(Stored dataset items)
· · · · · · ·
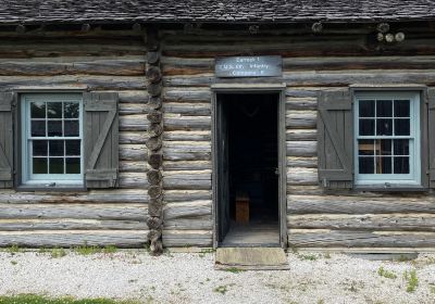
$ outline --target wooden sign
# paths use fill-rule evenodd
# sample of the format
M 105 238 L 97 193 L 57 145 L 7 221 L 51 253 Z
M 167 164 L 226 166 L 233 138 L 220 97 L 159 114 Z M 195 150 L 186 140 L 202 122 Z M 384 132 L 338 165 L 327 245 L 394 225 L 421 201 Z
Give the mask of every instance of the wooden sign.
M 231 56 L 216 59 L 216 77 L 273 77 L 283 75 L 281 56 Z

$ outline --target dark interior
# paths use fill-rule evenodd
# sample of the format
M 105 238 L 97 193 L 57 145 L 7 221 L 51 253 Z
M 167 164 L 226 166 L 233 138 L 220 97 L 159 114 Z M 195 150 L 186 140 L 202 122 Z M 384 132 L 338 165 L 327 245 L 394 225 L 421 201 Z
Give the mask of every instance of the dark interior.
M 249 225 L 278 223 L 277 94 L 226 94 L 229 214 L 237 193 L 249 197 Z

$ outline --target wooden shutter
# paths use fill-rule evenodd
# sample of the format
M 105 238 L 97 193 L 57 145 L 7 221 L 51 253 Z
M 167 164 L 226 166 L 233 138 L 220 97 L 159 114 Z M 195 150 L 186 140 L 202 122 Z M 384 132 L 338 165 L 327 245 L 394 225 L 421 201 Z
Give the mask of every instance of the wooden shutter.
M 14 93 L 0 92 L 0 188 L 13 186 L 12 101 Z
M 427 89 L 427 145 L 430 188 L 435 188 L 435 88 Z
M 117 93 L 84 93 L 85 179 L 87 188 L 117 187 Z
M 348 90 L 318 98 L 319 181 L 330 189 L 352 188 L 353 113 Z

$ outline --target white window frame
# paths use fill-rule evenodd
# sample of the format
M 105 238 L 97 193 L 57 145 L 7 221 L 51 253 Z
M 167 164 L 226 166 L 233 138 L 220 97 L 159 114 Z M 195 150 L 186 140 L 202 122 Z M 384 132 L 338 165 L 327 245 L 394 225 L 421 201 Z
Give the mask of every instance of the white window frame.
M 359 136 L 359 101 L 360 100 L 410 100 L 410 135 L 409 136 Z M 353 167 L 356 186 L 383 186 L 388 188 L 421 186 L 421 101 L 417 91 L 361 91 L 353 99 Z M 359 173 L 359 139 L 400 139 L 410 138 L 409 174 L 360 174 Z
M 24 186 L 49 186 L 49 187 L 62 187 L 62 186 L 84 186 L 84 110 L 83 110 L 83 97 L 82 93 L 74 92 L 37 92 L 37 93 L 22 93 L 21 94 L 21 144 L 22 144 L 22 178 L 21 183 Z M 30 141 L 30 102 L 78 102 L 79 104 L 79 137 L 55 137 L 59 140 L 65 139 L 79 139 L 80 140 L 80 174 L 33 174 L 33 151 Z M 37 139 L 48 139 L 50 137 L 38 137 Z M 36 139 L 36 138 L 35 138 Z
· · · · · · ·
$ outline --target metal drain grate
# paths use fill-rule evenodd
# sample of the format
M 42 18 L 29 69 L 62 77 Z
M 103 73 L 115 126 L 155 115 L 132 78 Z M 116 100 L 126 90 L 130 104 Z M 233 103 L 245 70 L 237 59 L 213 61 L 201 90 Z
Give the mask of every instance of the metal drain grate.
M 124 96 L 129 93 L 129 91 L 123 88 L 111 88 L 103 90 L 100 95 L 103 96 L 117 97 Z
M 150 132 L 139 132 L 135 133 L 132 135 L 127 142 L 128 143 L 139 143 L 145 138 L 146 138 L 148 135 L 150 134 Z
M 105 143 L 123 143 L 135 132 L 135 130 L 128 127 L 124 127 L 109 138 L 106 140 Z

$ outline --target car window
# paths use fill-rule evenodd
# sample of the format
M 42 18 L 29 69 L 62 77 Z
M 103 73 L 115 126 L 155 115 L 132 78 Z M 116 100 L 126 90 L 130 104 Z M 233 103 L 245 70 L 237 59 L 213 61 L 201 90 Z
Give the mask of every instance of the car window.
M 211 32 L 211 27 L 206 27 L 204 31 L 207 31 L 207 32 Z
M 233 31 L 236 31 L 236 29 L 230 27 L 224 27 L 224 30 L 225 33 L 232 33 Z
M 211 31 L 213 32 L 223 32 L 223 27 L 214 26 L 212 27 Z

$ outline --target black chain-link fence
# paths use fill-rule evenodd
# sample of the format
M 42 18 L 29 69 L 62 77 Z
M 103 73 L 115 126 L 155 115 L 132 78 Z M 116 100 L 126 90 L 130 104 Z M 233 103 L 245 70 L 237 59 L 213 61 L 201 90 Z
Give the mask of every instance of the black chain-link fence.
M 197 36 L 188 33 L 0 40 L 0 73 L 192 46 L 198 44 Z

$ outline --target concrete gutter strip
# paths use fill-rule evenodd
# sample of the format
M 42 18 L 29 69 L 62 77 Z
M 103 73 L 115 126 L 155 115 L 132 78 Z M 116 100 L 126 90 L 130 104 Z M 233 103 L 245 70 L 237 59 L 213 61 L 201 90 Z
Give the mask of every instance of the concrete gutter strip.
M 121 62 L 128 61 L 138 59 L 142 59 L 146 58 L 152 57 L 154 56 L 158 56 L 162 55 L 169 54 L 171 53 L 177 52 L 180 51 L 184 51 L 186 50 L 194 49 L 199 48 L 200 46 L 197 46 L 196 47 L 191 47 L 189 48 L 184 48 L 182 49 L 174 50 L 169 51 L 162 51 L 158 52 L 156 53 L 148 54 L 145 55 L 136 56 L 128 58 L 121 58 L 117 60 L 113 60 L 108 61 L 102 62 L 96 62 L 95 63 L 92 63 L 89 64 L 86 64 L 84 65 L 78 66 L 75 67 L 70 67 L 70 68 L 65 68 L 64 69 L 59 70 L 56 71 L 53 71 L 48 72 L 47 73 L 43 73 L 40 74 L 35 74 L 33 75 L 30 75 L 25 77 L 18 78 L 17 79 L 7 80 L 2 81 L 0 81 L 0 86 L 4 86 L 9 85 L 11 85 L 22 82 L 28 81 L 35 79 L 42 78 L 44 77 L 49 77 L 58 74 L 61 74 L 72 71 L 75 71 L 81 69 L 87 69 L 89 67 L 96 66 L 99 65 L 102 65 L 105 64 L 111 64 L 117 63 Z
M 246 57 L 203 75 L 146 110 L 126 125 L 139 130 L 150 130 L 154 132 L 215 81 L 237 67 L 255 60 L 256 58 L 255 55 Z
· · · · · · ·
Requirements:
Could you repeat, without any change, the part of the records that opens with the line containing "--target wooden shutter" and closes with the line containing "M 348 90 L 318", both lines included?

Task response:
$ outline --target wooden shutter
# paths use fill-rule evenodd
# sample of the format
M 105 238 L 97 193 L 57 145 L 7 221 L 51 253 Z
M 167 164 L 226 166 L 233 138 L 220 97 L 159 114 Z M 195 150 L 186 140 L 202 122 Z M 384 132 L 338 165 L 327 245 L 394 225 L 421 201 Z
Give the mask of every instance of the wooden shutter.
M 14 93 L 0 92 L 0 188 L 13 186 L 12 101 Z
M 427 89 L 427 145 L 430 188 L 435 188 L 435 88 Z
M 117 93 L 84 93 L 85 179 L 87 188 L 117 187 Z
M 348 90 L 318 98 L 319 181 L 330 189 L 352 188 L 353 113 Z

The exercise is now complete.